* THE TASK: Every line of the listing must be reproduced as it stands. Leave the images behind.

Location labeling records
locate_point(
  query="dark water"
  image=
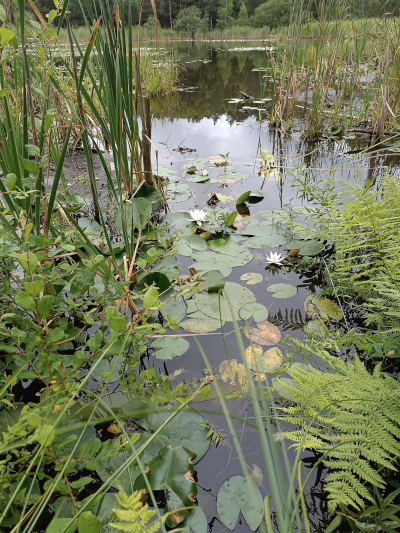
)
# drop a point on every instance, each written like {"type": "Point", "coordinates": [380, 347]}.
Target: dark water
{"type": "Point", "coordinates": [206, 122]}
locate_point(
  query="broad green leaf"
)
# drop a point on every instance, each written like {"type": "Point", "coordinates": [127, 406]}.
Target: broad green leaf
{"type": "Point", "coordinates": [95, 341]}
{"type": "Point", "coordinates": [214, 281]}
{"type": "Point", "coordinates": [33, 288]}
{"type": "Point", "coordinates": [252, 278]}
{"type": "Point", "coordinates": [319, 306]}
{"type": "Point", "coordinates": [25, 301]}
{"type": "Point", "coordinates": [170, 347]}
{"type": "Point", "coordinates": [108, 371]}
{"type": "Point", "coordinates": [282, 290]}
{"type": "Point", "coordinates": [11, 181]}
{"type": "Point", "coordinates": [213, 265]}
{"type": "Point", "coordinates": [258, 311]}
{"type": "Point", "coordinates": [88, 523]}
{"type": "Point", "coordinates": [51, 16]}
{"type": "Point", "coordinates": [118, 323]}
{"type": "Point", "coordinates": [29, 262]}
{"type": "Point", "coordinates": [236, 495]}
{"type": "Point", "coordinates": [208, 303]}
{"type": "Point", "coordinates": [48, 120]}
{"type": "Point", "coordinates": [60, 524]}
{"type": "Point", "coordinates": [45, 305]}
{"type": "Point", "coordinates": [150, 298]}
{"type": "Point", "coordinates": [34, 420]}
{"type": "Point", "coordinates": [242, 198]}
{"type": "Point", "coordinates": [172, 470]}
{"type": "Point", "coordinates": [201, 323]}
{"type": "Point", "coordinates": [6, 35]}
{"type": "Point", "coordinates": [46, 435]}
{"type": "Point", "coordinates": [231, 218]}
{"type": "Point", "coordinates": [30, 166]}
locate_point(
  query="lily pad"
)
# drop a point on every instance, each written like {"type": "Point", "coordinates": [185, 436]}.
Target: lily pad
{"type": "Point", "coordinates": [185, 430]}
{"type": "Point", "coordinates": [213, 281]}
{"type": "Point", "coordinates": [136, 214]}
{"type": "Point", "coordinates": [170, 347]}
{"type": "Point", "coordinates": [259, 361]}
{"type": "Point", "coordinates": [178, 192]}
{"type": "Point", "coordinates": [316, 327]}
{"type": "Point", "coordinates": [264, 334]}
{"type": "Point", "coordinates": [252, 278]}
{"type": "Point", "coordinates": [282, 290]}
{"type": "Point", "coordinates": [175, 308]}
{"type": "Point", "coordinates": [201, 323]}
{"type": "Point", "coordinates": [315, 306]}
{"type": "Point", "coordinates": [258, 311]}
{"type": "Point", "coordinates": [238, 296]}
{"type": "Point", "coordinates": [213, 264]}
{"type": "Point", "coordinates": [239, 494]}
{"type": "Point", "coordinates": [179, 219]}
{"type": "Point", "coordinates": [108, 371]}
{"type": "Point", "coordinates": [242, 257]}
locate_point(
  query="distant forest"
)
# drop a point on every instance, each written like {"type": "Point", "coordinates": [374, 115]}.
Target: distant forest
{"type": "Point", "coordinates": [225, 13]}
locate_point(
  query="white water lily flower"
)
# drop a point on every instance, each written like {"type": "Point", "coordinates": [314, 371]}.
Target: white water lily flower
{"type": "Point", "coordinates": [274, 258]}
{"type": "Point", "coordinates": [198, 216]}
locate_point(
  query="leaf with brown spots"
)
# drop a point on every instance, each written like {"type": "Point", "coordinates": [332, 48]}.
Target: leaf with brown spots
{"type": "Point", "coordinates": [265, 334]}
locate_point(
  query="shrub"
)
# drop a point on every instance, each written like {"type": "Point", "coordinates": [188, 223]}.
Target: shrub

* WORKED SOLUTION:
locate_point(
  query="dark water"
  image=
)
# drop a point on every instance, each written like {"type": "Point", "coordinates": [380, 347]}.
Target: dark water
{"type": "Point", "coordinates": [206, 122]}
locate_point(
  query="broad green leaf"
)
# drop a point on every instance, each written like {"type": "Point", "coordinates": [127, 406]}.
Target: broad green leaf
{"type": "Point", "coordinates": [95, 341]}
{"type": "Point", "coordinates": [214, 281]}
{"type": "Point", "coordinates": [33, 288]}
{"type": "Point", "coordinates": [252, 278]}
{"type": "Point", "coordinates": [319, 306]}
{"type": "Point", "coordinates": [25, 301]}
{"type": "Point", "coordinates": [170, 347]}
{"type": "Point", "coordinates": [108, 371]}
{"type": "Point", "coordinates": [282, 290]}
{"type": "Point", "coordinates": [11, 181]}
{"type": "Point", "coordinates": [213, 265]}
{"type": "Point", "coordinates": [258, 311]}
{"type": "Point", "coordinates": [88, 523]}
{"type": "Point", "coordinates": [51, 16]}
{"type": "Point", "coordinates": [118, 323]}
{"type": "Point", "coordinates": [29, 262]}
{"type": "Point", "coordinates": [236, 495]}
{"type": "Point", "coordinates": [208, 303]}
{"type": "Point", "coordinates": [48, 120]}
{"type": "Point", "coordinates": [60, 524]}
{"type": "Point", "coordinates": [45, 305]}
{"type": "Point", "coordinates": [150, 298]}
{"type": "Point", "coordinates": [34, 420]}
{"type": "Point", "coordinates": [242, 198]}
{"type": "Point", "coordinates": [172, 470]}
{"type": "Point", "coordinates": [201, 323]}
{"type": "Point", "coordinates": [6, 35]}
{"type": "Point", "coordinates": [46, 435]}
{"type": "Point", "coordinates": [231, 218]}
{"type": "Point", "coordinates": [30, 166]}
locate_point(
  query="lily pad"
)
# drop a point on every instance, each written like {"type": "Point", "coordinates": [185, 436]}.
Target: lily pad
{"type": "Point", "coordinates": [185, 430]}
{"type": "Point", "coordinates": [213, 281]}
{"type": "Point", "coordinates": [136, 214]}
{"type": "Point", "coordinates": [170, 347]}
{"type": "Point", "coordinates": [259, 361]}
{"type": "Point", "coordinates": [178, 192]}
{"type": "Point", "coordinates": [316, 327]}
{"type": "Point", "coordinates": [264, 334]}
{"type": "Point", "coordinates": [252, 278]}
{"type": "Point", "coordinates": [282, 290]}
{"type": "Point", "coordinates": [175, 308]}
{"type": "Point", "coordinates": [201, 323]}
{"type": "Point", "coordinates": [315, 306]}
{"type": "Point", "coordinates": [258, 311]}
{"type": "Point", "coordinates": [238, 296]}
{"type": "Point", "coordinates": [213, 264]}
{"type": "Point", "coordinates": [239, 494]}
{"type": "Point", "coordinates": [179, 219]}
{"type": "Point", "coordinates": [108, 371]}
{"type": "Point", "coordinates": [242, 257]}
locate_point(
  query="distant forest"
)
# drop a point on every instance, each written like {"type": "Point", "coordinates": [374, 115]}.
Target: distant forest
{"type": "Point", "coordinates": [225, 13]}
locate_point(
  query="white water lily flower"
)
# drop a point on every instance, each written like {"type": "Point", "coordinates": [314, 371]}.
Target: white water lily flower
{"type": "Point", "coordinates": [274, 258]}
{"type": "Point", "coordinates": [198, 216]}
locate_point(
  query="leaf with brown spots"
)
# drop a point on every instance, each written like {"type": "Point", "coordinates": [332, 48]}.
Target: leaf with brown spots
{"type": "Point", "coordinates": [265, 334]}
locate_point(
  query="shrub"
)
# drop a point on every instance, each written like {"type": "Point", "coordinates": [188, 223]}.
Target: shrub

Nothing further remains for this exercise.